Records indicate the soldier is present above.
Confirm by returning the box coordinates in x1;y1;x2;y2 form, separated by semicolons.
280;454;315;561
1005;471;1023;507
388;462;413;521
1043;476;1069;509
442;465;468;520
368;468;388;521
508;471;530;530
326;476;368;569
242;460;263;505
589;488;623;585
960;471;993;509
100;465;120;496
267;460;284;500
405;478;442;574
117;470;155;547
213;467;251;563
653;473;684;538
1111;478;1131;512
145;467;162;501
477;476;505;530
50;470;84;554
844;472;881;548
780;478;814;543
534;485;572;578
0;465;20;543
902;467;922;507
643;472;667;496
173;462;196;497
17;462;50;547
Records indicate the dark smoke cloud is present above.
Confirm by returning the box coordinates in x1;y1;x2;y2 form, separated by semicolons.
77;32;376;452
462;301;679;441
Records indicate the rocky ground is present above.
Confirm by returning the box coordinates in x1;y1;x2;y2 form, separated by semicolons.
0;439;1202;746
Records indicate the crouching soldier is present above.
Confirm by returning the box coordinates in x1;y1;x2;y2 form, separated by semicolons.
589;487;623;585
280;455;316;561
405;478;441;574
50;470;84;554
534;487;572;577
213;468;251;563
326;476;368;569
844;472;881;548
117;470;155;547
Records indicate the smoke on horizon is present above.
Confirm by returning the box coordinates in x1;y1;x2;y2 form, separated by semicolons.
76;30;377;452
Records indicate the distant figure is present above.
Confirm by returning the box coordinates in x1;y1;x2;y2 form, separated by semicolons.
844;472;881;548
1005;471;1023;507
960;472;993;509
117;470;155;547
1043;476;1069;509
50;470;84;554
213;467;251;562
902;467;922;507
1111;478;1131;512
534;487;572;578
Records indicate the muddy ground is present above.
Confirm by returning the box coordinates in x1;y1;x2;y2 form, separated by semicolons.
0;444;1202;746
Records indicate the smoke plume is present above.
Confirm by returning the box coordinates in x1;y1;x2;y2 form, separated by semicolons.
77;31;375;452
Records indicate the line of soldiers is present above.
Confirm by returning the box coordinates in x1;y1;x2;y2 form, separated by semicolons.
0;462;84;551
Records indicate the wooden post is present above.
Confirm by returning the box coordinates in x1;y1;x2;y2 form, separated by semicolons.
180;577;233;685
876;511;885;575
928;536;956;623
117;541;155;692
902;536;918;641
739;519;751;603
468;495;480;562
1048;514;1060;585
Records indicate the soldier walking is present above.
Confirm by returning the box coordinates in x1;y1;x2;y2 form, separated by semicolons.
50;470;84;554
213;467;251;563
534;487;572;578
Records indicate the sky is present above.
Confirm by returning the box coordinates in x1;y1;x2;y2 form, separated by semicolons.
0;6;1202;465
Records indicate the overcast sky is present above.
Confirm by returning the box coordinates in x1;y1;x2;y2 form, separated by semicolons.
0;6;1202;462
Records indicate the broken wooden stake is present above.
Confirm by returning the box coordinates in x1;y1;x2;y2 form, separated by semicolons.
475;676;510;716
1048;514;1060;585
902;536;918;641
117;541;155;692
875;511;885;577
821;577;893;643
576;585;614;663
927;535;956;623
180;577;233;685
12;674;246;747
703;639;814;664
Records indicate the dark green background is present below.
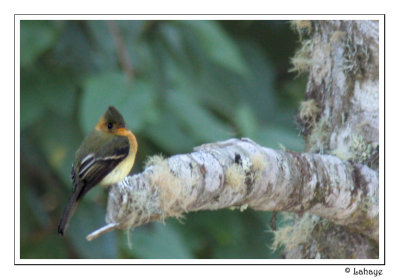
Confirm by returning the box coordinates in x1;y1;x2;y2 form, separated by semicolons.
20;21;305;258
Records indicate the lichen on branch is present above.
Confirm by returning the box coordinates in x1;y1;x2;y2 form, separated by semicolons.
88;138;379;243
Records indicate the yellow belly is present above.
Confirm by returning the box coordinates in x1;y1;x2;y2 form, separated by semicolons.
100;144;136;186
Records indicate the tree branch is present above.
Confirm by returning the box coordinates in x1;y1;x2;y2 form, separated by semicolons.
87;138;379;241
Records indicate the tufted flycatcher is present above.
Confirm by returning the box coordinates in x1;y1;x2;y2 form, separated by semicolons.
58;106;138;235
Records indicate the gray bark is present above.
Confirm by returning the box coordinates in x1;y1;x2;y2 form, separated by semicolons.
88;21;379;258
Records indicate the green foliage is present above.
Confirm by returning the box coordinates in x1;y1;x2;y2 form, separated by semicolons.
20;21;305;258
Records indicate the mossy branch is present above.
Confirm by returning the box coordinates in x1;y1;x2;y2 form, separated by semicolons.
87;138;379;241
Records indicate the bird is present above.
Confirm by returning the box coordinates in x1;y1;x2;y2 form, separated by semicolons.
58;106;138;236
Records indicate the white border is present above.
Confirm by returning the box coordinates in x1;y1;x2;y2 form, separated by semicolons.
14;14;384;265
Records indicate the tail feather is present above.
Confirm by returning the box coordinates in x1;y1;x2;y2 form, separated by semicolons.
58;191;79;236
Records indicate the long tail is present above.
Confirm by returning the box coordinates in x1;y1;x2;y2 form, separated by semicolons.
58;191;79;236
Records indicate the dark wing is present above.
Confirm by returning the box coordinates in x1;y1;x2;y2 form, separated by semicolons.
72;136;129;200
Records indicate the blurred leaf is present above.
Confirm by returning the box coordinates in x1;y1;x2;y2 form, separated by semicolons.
81;72;158;133
234;104;258;138
33;114;82;189
179;20;248;76
50;20;96;75
21;68;76;128
20;20;58;67
126;223;193;259
238;42;279;121
21;234;68;259
85;20;118;71
166;91;233;142
253;126;304;152
144;112;195;154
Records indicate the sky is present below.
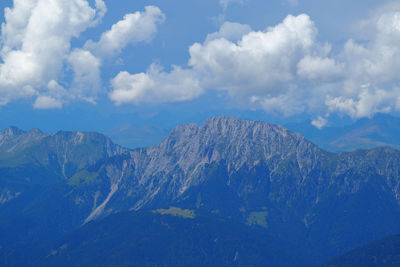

==================================================

Short exercise: Copy out every item above word for word, leaving out the pictures.

Full solution:
Records indicate the soldier is present above.
Confirm by returning the box coordinates in x1;y1;x2;y2 form, separated by semicolons.
280;454;315;561
1005;471;1023;507
388;462;413;521
1043;476;1069;509
442;465;468;520
368;468;388;521
508;471;530;530
326;476;368;569
242;460;263;505
589;488;623;585
960;471;993;509
100;465;120;496
267;460;284;500
405;478;442;574
117;470;155;547
213;467;251;563
653;473;684;538
1111;478;1131;512
145;467;162;501
477;476;505;530
50;470;84;554
844;472;881;548
780;478;814;543
534;485;572;578
0;465;20;543
902;467;922;507
643;472;667;496
173;462;196;497
17;462;50;547
Records indicate the dark smoke cloud is present above.
Confirm by returning the box coordinates in x1;y1;x2;y2 form, separated by semicolons.
77;32;376;452
462;301;679;441
Records indicate the rocky ground is present above.
Confirm by returning the box coordinates in x1;y1;x2;y2 form, separated by semicolons.
0;439;1202;746
Records indicate the crouching soldier is present above.
Confirm by returning the box coordinates in x1;y1;x2;y2 form, separated by semicolons.
589;487;623;585
280;455;316;561
405;478;441;574
50;470;84;554
534;487;572;577
213;468;251;563
326;476;368;569
844;472;881;548
117;470;155;547
Records indicate the smoke on horizon is present above.
Confirm by returning the box coordinates in x1;y1;x2;y2 form, separated by semicolons.
76;30;377;452
Records indicate the distant figure is present above.
Confirm by returning the box coordinates in x1;y1;x2;y2 form, separated by semicolons.
844;472;881;548
1005;471;1023;507
960;472;993;509
117;470;155;547
1043;476;1069;509
50;470;84;554
213;467;251;562
902;467;922;507
1111;478;1131;512
534;487;572;578
Records indicate the muddy ground is present above.
Confirm by returning the box coordinates in x1;y1;x2;y2 form, separated by semicolons.
0;444;1202;746
Records indicate the smoke plume is present above.
Confirm by returning the box coordinates in x1;y1;x2;y2 form, separated by semicolons.
77;31;375;452
Records indicate the line of soldiers is present above.
Confirm by returning the box coordinates in x1;y1;x2;y2 form, separated by semicolons.
0;462;84;551
Records indicate the wooden post is present above.
Confirm by returning the box coordinates in x1;y1;x2;y2 form, separated by semicolons.
180;577;233;685
876;511;885;575
928;536;956;623
117;541;155;692
902;536;918;641
739;519;751;603
468;495;480;562
1048;514;1060;585
Records indicate the soldier walking is present above.
Confirm by returning the box coordinates in x1;y1;x2;y2 form, separated by semicolons.
50;470;84;554
213;467;251;563
534;487;572;578
Records indicate the sky is present above.
Confirm by returning the box coordinates in x1;y1;x2;y2 form, separated by semicolons.
0;6;1202;465
Records indicate the overcast sky is present above.
Confirm by returning the box coordinates in x1;y1;x2;y2 form, separated by semicolons.
0;6;1202;462
Records indicate the broken wooden stake is present above.
Confirm by returning the box coordinates in x1;y1;x2;y2 form, separated by semicolons.
475;676;510;716
1048;514;1060;585
902;536;918;641
117;541;155;692
875;511;885;577
821;577;893;643
576;585;614;663
927;535;956;623
180;577;233;685
12;674;246;747
703;639;814;664
Records indicate the dark green background is present below.
Confirm by returning the box coordinates in x1;y1;x2;y2 form, separated by semicolons.
20;21;305;258
Records indicate the lichen on branch is present above.
Confirm by returning the box coordinates in x1;y1;x2;y2 form, separated by semicolons.
88;138;379;243
Records indicate the yellow belly is present above.
Confirm by returning the box coordinates in x1;y1;x2;y2 form, separated by semicolons.
100;144;136;186
Records indicate the tree branch is present above.
Confirm by returning the box coordinates in x1;y1;x2;y2 form, separated by semicolons.
87;138;379;241
Records indicate the tufted flycatcher is present above.
Confirm by returning the box coordinates in x1;y1;x2;y2 form, separated by semicolons.
58;106;138;235
Records indicate the gray bark is present above.
Confirm by returning the box coordinates in x1;y1;x2;y2 form, separated by semicolons.
88;21;379;258
Records indicate the green foliage is present above.
Confirm by returning the box coordinates in x1;y1;x2;y2 form, separated by semicolons.
20;21;305;258
Records indicate the mossy branch is present above.
Confirm by returning the box coordinates in x1;y1;x2;y2 form, separated by semicolons.
87;138;379;241
Records indicate the bird is present above.
Confirm by returning the box coordinates in x1;y1;x2;y2 form, separated by semicolons.
58;106;138;236
Records indicate the white border is present above.
Confirm by returning the box coordinates in x1;y1;x2;y2 form, separated by semicolons.
14;14;384;265
Records indicate the tail feather is present above.
Confirm by returning the box coordinates in x1;y1;x2;y2 form, separated by semicolons.
58;191;79;236
Records indicate the long tail is present above.
Confirm by returning the box coordinates in x1;y1;x2;y2 form, separated by semicolons.
58;191;79;236
Records indicate the dark wing is present above.
Confirm by returning the box coordinates in x1;y1;x2;y2 form, separated by semicolons.
72;136;129;200
Records indicate the blurred leaf is present above.
Confirm by returning the box coordinates in x1;y1;x2;y2 form, separated by semicolons.
81;72;158;133
234;104;258;138
33;114;82;189
179;20;248;76
50;20;96;75
21;68;76;128
20;20;58;67
126;223;193;259
238;42;279;121
21;234;68;259
85;20;118;71
166;91;233;142
253;126;304;152
144;112;195;154
Records indicate the sky is present below.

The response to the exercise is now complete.